** Exercise instructions **
1. According to the passage on Ms. Rampling, what film was her film debut?
2. Print the passage on Ms. Rampling starting at "She first worked" and ending at "Narizzano's Georgy Girl.".

** Exercise passage **
········

She first worked with François Ozon when she starred in his acclaimed film Under the Sand, for which she received César [France's equivalent of the Oscar] and European Film Academy Award nominations.
Born in England, Ms. Rampling made her film debut in Richard Lester's The Knack, and How to Get It (1965). She soon attracted international attention, opposite Lynn Redgrave, in Silvio Narizzano's Georgy Girl.

········

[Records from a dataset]
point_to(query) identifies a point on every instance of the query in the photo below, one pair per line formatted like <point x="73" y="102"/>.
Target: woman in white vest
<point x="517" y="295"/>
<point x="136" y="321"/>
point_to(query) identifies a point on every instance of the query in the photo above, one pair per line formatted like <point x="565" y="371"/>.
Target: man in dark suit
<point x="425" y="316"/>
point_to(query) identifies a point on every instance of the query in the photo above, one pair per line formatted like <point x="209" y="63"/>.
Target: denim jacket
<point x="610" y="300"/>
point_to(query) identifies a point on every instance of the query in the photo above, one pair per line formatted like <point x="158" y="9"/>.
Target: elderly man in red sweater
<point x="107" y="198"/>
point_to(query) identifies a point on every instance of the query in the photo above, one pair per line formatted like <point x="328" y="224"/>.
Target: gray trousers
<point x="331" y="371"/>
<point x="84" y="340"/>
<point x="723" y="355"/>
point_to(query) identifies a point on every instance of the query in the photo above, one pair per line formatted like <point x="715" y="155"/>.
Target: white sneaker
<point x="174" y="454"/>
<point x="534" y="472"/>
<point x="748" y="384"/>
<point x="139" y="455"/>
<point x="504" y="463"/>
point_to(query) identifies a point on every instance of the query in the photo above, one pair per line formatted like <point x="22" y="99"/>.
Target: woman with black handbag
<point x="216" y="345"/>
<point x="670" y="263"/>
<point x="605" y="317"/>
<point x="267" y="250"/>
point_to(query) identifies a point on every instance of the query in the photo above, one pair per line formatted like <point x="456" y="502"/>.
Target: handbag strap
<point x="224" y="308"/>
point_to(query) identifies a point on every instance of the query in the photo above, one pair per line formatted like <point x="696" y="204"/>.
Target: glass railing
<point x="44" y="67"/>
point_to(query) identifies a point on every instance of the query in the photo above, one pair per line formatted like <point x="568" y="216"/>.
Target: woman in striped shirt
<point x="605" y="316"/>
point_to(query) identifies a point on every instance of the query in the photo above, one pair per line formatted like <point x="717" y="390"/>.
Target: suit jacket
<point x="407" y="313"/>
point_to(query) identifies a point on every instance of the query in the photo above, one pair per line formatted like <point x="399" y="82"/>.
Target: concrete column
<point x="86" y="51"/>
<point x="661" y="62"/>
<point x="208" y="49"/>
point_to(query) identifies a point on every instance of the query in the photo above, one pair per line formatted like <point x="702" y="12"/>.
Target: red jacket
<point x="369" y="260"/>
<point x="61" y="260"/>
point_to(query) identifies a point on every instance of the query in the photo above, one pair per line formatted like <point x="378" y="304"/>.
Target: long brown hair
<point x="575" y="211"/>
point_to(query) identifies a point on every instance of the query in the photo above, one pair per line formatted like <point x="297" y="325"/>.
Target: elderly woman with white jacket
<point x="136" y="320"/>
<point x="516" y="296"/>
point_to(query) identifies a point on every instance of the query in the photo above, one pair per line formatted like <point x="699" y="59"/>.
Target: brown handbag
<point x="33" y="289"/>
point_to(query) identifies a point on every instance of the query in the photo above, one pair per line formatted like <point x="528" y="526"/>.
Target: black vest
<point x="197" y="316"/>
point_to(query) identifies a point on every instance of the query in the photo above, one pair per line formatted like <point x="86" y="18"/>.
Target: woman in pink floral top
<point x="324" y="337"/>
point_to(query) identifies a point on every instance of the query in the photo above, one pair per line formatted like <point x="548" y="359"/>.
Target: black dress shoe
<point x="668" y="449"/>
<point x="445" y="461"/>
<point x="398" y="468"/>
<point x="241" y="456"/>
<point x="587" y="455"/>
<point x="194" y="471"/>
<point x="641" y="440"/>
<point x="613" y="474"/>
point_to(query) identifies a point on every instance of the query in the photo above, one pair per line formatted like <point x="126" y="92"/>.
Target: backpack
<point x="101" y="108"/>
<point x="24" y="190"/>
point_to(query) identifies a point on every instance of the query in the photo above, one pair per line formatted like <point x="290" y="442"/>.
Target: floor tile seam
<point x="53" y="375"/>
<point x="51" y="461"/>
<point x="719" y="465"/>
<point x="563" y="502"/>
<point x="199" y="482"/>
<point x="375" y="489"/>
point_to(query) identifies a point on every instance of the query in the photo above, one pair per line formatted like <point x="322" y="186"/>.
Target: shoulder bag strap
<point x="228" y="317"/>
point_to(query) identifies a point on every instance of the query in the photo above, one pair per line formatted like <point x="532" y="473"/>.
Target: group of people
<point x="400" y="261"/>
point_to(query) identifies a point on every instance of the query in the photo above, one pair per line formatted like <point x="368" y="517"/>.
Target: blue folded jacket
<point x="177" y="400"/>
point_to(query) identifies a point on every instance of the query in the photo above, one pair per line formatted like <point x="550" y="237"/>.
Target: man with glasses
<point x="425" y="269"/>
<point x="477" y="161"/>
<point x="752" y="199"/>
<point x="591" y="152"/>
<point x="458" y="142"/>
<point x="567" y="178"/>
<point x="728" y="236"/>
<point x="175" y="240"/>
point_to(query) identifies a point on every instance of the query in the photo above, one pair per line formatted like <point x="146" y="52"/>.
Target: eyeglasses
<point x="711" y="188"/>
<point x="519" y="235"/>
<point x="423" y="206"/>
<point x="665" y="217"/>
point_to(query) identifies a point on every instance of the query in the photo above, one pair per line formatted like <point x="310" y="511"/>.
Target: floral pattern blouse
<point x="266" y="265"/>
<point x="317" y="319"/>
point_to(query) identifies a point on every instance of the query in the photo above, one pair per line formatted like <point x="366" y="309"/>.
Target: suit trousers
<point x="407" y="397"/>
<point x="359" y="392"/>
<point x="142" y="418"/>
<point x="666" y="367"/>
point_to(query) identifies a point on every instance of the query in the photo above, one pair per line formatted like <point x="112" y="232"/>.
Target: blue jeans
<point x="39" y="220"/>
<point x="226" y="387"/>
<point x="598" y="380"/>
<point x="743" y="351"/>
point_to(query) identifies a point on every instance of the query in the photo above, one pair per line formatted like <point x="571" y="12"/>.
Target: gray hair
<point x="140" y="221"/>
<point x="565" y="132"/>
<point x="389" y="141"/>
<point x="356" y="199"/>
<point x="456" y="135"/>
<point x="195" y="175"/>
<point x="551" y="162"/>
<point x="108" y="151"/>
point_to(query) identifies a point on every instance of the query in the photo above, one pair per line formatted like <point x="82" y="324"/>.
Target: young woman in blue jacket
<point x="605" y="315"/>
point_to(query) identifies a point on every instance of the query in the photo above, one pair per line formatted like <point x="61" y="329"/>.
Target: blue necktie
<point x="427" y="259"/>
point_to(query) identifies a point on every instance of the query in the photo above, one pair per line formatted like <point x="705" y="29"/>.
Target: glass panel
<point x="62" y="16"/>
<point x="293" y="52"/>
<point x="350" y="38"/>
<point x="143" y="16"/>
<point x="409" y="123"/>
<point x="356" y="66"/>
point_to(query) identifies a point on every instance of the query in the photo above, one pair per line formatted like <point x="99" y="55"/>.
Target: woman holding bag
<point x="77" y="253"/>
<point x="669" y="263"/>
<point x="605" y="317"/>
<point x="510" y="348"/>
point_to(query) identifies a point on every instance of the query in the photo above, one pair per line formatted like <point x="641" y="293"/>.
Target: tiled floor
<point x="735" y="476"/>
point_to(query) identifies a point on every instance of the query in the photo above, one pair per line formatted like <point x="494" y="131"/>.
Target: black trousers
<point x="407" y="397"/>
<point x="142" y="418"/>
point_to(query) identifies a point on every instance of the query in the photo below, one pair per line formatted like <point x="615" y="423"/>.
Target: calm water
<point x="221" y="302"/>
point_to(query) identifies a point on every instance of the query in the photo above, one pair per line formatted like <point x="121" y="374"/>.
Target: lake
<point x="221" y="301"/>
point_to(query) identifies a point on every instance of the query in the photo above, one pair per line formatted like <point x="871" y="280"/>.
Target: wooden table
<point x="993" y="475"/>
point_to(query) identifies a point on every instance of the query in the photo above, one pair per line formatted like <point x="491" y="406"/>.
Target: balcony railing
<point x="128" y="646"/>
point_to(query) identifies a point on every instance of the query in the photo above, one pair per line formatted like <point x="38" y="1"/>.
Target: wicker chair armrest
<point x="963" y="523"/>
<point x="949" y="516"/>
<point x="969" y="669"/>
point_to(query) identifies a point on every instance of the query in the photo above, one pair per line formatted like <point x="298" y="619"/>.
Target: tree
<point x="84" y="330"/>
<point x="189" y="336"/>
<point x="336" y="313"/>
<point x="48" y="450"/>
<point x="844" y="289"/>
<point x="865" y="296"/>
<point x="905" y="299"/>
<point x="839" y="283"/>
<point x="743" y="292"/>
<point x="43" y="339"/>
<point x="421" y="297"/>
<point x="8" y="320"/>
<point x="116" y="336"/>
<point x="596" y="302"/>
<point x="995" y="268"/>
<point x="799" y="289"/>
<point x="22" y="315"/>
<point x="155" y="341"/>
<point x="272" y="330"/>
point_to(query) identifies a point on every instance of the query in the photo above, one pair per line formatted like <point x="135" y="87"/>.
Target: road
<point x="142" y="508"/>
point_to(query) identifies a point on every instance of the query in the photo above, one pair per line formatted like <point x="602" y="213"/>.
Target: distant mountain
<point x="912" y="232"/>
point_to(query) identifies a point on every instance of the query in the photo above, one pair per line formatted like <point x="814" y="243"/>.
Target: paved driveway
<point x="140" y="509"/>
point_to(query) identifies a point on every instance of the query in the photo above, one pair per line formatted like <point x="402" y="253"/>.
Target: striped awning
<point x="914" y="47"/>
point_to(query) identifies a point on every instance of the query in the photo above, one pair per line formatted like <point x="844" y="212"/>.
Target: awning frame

········

** Solutions to each task **
1. Her film debut was Richard Lester's The Knack, and How to Get It (1965).

2.
She first worked with François Ozon when she starred in his acclaimed film Under the Sand, for which she received César [France's equivalent of the Oscar] and European Film Academy Award nominations.
Born in England, Ms. Rampling made her film debut in Richard Lester's The Knack, and How to Get It (1965). She soon attracted international attention, opposite Lynn Redgrave, in Silvio Narizzano's Georgy Girl.